SUPPLIED DATA >>
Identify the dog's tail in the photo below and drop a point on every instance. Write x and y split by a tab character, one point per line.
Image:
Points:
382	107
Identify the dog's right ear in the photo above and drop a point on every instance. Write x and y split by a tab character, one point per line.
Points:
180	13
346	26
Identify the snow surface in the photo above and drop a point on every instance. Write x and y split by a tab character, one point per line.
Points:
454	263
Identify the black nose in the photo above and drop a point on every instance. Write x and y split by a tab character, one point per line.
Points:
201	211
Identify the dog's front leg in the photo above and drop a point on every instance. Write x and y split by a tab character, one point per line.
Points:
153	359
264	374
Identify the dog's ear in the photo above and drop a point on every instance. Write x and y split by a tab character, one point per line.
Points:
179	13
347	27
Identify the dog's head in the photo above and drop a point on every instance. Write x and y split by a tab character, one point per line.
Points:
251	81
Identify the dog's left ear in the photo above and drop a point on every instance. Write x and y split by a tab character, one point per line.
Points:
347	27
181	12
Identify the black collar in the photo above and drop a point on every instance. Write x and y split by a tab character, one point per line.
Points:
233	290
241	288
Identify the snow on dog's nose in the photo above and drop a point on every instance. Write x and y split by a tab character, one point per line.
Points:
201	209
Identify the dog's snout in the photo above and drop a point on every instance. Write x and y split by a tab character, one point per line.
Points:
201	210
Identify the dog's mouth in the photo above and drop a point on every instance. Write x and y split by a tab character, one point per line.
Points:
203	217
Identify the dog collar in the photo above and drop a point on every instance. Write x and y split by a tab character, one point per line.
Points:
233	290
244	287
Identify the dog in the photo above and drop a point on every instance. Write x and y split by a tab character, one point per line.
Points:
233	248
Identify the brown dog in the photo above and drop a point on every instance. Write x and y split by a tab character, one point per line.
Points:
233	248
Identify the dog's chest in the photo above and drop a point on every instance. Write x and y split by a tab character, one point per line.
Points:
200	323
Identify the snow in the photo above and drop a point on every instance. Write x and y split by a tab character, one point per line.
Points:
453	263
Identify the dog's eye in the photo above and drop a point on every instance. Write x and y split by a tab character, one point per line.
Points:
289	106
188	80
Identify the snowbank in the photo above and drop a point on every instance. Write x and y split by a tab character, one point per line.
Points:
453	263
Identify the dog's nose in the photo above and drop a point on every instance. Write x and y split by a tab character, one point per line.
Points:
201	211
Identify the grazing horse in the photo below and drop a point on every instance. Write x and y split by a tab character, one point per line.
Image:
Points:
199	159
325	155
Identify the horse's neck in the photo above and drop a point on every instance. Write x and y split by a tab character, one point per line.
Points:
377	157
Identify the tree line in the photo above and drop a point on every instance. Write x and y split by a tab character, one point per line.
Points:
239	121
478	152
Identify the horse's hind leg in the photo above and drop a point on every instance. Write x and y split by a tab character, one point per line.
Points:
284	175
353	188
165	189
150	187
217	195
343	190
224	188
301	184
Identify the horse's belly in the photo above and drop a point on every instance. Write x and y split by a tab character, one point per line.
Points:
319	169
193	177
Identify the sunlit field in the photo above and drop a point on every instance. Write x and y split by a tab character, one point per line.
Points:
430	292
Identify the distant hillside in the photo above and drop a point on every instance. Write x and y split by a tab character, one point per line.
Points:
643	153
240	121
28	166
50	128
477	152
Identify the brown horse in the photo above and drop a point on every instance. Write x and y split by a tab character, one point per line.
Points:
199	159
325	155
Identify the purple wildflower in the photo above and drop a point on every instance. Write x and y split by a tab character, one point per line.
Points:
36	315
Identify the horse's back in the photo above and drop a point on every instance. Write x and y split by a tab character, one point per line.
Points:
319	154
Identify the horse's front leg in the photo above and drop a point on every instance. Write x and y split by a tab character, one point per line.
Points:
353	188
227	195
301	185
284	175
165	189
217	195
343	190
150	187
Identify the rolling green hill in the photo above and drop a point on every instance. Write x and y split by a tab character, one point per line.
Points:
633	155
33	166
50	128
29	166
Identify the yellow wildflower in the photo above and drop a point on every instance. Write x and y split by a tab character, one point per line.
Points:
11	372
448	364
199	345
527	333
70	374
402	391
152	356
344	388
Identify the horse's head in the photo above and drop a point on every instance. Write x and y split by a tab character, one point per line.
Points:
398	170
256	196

AIM OF THE TASK >> The reply should consist solely of the lines of the data, exact, from the opening line through the line with "Identify the black nose", inclusive.

RESULT BELOW >>
Identify the dog's tail in the photo below and drop a point on every instance. Write x and y split by a tab character, one point per line.
Image:
Points:
382	107
Identify the dog's right ear in the photo above and drop a point on every instance. Write x and y split by a tab character, one point per line.
Points:
180	13
346	26
Identify the snow surface in the photo above and drop a point on every instance. Write x and y split by a tab character, one point per line.
Points:
454	263
Identify the black nose in the photo above and drop a point on every instance. Write x and y split by a tab character, one point per line.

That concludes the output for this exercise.